UFC Sell-Through Project - Graph Analytics
Overview
The graph module builds a fighter network where:
- Nodes = Fighters
- Edges = Fights between them
This enables computation of:
- PageRank - Identifies important fighters based on opponent quality
- Connected Components - Finds isolated fighter groups
- Label Propagation - Community/division detection
- Triangle Count - Tight-knit fighter clusters
Dependencies
# GraphFrames package for spark-submit
spark-submit \
--packages graphframes:graphframes:0.8.2-spark3.2-s_2.12 \
src/graph/fighter_network.py
Building the Fighter Graph
create_spark_session()
def create_spark_session():
builder = SparkSession.builder
builder = builder.appName("UFC-Fighter-Network")
builder = builder.config("spark.driver.memory", "4g")
builder = builder.config("spark.jars.packages",
"graphframes:graphframes:0.8.2-spark3.2-s_2.12")
spark = builder.getOrCreate()
spark.sparkContext.setLogLevel("WARN")
return spark
build_fighter_graph()
from graphframes import GraphFrame
def build_fighter_graph(fights_df, events_df=None):
# Extract fighter names
if "fighter1_name" not in fights_df.columns and "bout" in fights_df.columns:
fights_df = fights_df.withColumn(
"fighter1_name",
F.trim(F.regexp_extract(F.col("bout"), r"^(.+?)\s+vs\.?\s+", 1))
)
fights_df = fights_df.withColumn(
"fighter2_name",
F.trim(F.regexp_extract(F.col("bout"), r"\s+vs\.?\s+(.+)$", 1))
)
# Collect unique fighters
fighters1 = fights_df.select(F.col("fighter1_name").alias("name"))
fighters2 = fights_df.select(F.col("fighter2_name").alias("name"))
all_fighters = fighters1.union(fighters2).distinct()
# GraphFrames needs numeric IDs
fighters_with_ids = all_fighters.withColumn("id", F.monotonically_increasing_id())

DATA PROVIDED:
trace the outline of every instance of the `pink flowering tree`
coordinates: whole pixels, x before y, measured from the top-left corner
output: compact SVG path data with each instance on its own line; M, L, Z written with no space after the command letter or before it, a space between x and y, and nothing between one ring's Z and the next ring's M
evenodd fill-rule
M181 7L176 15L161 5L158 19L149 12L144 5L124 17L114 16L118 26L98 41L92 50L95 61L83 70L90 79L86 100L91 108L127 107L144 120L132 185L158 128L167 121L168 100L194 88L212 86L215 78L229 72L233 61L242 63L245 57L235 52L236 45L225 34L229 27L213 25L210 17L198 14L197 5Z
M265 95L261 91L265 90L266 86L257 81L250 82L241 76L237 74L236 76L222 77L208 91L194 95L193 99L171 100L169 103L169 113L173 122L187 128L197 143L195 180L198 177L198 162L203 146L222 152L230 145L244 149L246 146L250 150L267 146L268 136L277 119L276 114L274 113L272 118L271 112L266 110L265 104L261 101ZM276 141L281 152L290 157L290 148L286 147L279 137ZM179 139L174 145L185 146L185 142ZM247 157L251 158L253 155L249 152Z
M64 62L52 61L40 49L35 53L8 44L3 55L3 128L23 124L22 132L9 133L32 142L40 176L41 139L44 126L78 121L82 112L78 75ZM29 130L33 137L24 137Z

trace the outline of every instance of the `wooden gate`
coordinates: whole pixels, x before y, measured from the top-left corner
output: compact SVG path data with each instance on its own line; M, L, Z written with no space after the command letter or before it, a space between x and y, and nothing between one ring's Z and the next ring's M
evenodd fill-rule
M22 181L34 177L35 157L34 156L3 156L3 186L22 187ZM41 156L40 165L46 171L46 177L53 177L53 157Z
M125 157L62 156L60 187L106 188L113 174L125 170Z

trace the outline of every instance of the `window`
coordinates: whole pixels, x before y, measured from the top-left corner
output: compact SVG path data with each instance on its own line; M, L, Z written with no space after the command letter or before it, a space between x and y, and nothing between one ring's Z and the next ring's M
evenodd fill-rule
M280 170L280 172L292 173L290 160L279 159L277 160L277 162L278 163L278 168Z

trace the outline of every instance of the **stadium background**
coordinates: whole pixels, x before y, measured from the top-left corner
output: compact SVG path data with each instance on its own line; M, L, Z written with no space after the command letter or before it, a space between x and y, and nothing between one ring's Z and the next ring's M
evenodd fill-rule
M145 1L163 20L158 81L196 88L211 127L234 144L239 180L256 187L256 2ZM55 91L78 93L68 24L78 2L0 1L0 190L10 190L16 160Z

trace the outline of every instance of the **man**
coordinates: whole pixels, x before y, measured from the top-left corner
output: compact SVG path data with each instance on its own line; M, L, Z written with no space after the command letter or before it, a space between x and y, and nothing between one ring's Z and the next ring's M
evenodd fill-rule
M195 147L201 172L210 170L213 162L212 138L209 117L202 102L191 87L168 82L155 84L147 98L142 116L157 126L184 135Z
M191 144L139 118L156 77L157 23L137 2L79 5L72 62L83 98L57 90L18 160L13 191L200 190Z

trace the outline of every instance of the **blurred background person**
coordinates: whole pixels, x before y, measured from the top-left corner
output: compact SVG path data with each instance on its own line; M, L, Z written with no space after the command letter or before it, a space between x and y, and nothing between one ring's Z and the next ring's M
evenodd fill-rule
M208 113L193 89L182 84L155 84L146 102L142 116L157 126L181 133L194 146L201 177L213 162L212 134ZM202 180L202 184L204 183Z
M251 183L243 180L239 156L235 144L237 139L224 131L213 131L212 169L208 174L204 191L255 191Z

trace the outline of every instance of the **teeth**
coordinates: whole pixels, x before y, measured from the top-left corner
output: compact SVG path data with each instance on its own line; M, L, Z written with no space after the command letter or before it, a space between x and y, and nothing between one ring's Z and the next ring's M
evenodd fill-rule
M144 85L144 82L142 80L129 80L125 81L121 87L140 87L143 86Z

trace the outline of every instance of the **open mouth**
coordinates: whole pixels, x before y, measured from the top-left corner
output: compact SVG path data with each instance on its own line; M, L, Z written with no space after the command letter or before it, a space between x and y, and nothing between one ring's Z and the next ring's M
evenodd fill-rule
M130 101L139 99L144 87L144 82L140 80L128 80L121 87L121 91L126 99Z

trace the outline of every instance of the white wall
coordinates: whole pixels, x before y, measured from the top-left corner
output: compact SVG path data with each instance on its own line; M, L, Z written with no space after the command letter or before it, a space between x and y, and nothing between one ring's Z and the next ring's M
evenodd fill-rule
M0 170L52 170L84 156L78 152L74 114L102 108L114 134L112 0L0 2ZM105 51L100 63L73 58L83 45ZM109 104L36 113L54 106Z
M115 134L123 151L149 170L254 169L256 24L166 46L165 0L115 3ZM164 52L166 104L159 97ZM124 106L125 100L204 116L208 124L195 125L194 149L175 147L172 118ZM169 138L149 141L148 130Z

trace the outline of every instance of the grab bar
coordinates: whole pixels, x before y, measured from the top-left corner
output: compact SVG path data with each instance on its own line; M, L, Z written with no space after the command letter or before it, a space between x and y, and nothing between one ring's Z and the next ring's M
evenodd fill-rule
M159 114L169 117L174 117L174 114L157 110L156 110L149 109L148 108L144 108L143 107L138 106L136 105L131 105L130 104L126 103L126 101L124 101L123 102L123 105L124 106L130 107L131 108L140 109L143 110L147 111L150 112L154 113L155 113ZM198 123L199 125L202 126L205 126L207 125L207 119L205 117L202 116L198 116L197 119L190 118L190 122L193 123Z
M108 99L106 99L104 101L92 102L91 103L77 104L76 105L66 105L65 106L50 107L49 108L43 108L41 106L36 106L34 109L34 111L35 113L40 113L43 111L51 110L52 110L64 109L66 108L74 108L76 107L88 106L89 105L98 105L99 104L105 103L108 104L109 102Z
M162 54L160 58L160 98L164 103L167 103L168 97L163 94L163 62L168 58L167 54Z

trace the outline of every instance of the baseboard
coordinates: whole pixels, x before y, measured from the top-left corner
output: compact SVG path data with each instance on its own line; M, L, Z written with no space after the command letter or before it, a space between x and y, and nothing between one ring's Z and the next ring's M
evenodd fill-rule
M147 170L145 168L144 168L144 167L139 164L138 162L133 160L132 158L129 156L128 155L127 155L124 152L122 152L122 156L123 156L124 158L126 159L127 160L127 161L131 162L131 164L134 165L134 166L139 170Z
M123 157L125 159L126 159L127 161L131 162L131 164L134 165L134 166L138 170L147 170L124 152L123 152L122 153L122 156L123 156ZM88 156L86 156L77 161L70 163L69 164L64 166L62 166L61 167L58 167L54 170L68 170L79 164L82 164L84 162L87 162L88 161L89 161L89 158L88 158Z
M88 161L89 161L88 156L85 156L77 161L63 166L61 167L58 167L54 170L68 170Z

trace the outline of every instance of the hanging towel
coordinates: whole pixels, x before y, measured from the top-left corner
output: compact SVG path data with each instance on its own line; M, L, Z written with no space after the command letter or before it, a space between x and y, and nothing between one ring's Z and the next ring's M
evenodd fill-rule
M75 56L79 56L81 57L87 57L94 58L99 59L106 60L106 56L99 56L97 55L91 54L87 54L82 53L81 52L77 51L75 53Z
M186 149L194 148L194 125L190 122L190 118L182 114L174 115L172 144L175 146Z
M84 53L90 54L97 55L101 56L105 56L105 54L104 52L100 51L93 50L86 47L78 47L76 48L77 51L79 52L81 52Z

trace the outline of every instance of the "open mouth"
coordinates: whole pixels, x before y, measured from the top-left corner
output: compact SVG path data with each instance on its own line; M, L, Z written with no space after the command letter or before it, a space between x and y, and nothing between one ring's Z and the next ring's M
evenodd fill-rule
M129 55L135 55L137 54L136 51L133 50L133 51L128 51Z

PROBLEMS:
1. Summarize the UFC graph analytics page in two sentences.
2. Render the lines of the listing as a Markdown table with the columns Row and Listing line, starting at the line that contains "trace the outline of every instance of the grab" and ending with the line that contains "M162 54L160 58L160". Number each row and skip blank lines.
The graph analytics page and the listing are unrelated materials.

ANSWERS IN ORDER:
1. The graph module of the UFC Sell-Through Project builds a fighter network in which fighters are nodes and the fights between them are edges, so PageRank, Connected Components, Label Propagation, and Triangle Count can be computed. The code runs with the GraphFrames package, creates a Spark session, and builds the graph by extracting fighter names from the bout column, collecting the unique fighters, and assigning them numeric IDs, since GraphFrames needs numeric IDs.

2.
| Row | Listing line |
|---|---|
| 1 | trace the outline of every instance of the grab bar |
| 2 | coordinates: whole pixels, x before y, measured from the top-left corner |
| 3 | output: compact SVG path data with each instance on its own line; M, L, Z written with no space after the command letter or before it, a space between x and y, and nothing between one ring's Z and the next ring's M |
| 4 | evenodd fill-rule |
| 5 | M159 114L169 117L174 117L174 114L157 110L156 110L149 109L148 108L144 108L143 107L138 106L136 105L131 105L130 104L126 103L126 101L124 101L123 102L123 105L124 106L130 107L131 108L140 109L143 110L147 111L150 112L154 113L155 113ZM198 123L199 125L202 126L205 126L207 125L207 119L205 117L202 116L198 116L197 119L190 118L190 122L193 123Z |
| 6 | M108 99L106 99L104 101L92 102L91 103L77 104L76 105L66 105L65 106L50 107L49 108L43 108L41 106L36 106L34 109L34 111L35 113L40 113L43 111L51 110L52 110L64 109L66 108L74 108L76 107L88 106L89 105L98 105L99 104L105 103L108 104L109 102Z |
| 7 | M162 54L160 58L160 98L164 103L167 103L168 97L163 94L163 62L168 58L167 54Z |